DATASET RECORDS =
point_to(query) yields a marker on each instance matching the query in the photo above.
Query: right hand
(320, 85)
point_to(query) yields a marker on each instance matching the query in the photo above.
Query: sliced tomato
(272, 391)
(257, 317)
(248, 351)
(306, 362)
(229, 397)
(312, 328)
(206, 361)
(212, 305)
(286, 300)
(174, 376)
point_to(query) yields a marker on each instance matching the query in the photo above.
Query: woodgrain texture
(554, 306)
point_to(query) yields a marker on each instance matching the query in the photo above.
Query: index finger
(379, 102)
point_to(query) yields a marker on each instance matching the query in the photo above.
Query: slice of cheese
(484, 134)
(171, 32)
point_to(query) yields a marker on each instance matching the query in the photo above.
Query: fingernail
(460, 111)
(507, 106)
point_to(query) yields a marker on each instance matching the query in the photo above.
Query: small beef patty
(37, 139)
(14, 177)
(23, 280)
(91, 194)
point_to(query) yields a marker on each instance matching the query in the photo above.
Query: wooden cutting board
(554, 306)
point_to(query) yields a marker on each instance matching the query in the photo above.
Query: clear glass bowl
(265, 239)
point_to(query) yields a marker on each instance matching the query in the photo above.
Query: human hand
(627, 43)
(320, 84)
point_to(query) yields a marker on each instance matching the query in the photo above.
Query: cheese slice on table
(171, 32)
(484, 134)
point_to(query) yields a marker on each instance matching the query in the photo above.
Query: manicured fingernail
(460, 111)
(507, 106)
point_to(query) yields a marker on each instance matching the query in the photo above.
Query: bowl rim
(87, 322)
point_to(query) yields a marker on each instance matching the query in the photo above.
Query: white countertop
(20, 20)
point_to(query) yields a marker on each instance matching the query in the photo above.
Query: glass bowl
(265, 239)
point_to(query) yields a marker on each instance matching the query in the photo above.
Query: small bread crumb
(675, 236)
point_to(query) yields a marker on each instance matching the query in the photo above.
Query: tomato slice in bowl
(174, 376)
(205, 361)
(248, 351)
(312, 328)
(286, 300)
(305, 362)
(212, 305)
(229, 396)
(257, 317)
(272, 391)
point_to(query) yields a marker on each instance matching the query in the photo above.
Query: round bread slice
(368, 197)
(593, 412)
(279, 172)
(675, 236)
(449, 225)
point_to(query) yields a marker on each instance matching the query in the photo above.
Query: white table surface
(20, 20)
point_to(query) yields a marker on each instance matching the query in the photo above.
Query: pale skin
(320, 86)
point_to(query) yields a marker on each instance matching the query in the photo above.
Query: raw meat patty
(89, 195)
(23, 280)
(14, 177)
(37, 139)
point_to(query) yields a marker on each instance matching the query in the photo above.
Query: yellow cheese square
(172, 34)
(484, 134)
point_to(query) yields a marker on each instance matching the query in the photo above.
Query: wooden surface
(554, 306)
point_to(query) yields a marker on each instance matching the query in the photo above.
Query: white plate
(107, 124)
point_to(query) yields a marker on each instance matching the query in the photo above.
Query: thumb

ASSIGNMENT = Return the material above unaltered. Include every line.

ANSWER TO THIS EXERCISE =
point_to(query) yields a marker on each instance matching the query in the photo above.
Query: right hand
(320, 85)
point_to(query) yields a marker on each instance matching the query in the photo above.
Query: sliced tomato
(272, 391)
(257, 317)
(248, 351)
(306, 362)
(229, 397)
(312, 328)
(206, 361)
(212, 305)
(286, 300)
(174, 376)
point_to(query) yields a marker on each instance matching the query in the photo above.
Query: woodgrain texture
(554, 306)
point_to(query) yields a marker on each instance matching the query in the photo above.
Query: index finger
(379, 102)
point_to(query) yields a marker on each instance matching the query in the photo above.
Query: slice of cheese
(484, 134)
(171, 32)
point_to(query) yields a marker on each instance matching the query in the photo above.
Query: fingernail
(460, 111)
(507, 106)
point_to(query) yields a marker on each instance matching the query in the photo above.
Query: small beef patty
(37, 139)
(14, 177)
(23, 280)
(91, 194)
point_to(query) yields a marker on each instance matching the query in the photo above.
Query: wooden cutting board
(554, 306)
point_to(query) yields a marker on each instance matching the query in the photo above.
Query: clear glass bowl
(265, 239)
point_to(query) yields a marker on each instance matching the query in the photo above.
Query: human hand
(627, 43)
(320, 84)
point_to(query) yields a marker on each instance matching the query in the photo above.
Query: cheese slice on table
(171, 32)
(484, 134)
point_to(query) yields a marker on each instance matching the query in the photo above.
Query: manicured fingernail
(460, 111)
(507, 106)
point_to(query) yields a marker on each instance matching the query in the photo above.
Query: bowl rim
(87, 322)
point_to(query) yields a marker on each instance matching the query in the photo above.
Query: white countertop
(20, 20)
point_to(query) yields a marker on each instance matching the query in the photo above.
Query: glass bowl
(265, 239)
point_to(query) yields a marker on each instance matching the query in the photo above.
Query: small bread crumb
(675, 236)
point_to(query) yields a marker on each instance matching the query in the photo above.
Query: tomato slice in bowl
(174, 376)
(205, 361)
(248, 351)
(312, 328)
(286, 300)
(305, 362)
(212, 305)
(229, 396)
(257, 317)
(272, 391)
point_to(query) yields a marker on each instance matching the query in the photo above.
Query: round bread slice
(368, 197)
(593, 412)
(279, 172)
(675, 236)
(449, 225)
point_to(query) yields a marker on each instance matching the query in the photo above.
Query: white table surface
(20, 20)
point_to(query) yields a marker on each instance matching the query in the photo above.
Query: pale skin
(320, 86)
point_to(query) yields a marker on each instance matching the query in the photo above.
Query: raw meat patty
(89, 195)
(23, 280)
(14, 177)
(37, 139)
point_to(query) yields a marker on each instance matching the query in the photo above.
Query: yellow cheese square
(172, 34)
(484, 134)
point_to(query) yields a marker on each instance matching the query in the photo above.
Query: wooden surface
(554, 306)
point_to(query) yields a marker on each instance matching the query in the photo above.
Query: white plate
(107, 124)
point_to(query) yields a marker on each instance matching the query in the photo above.
Query: thumb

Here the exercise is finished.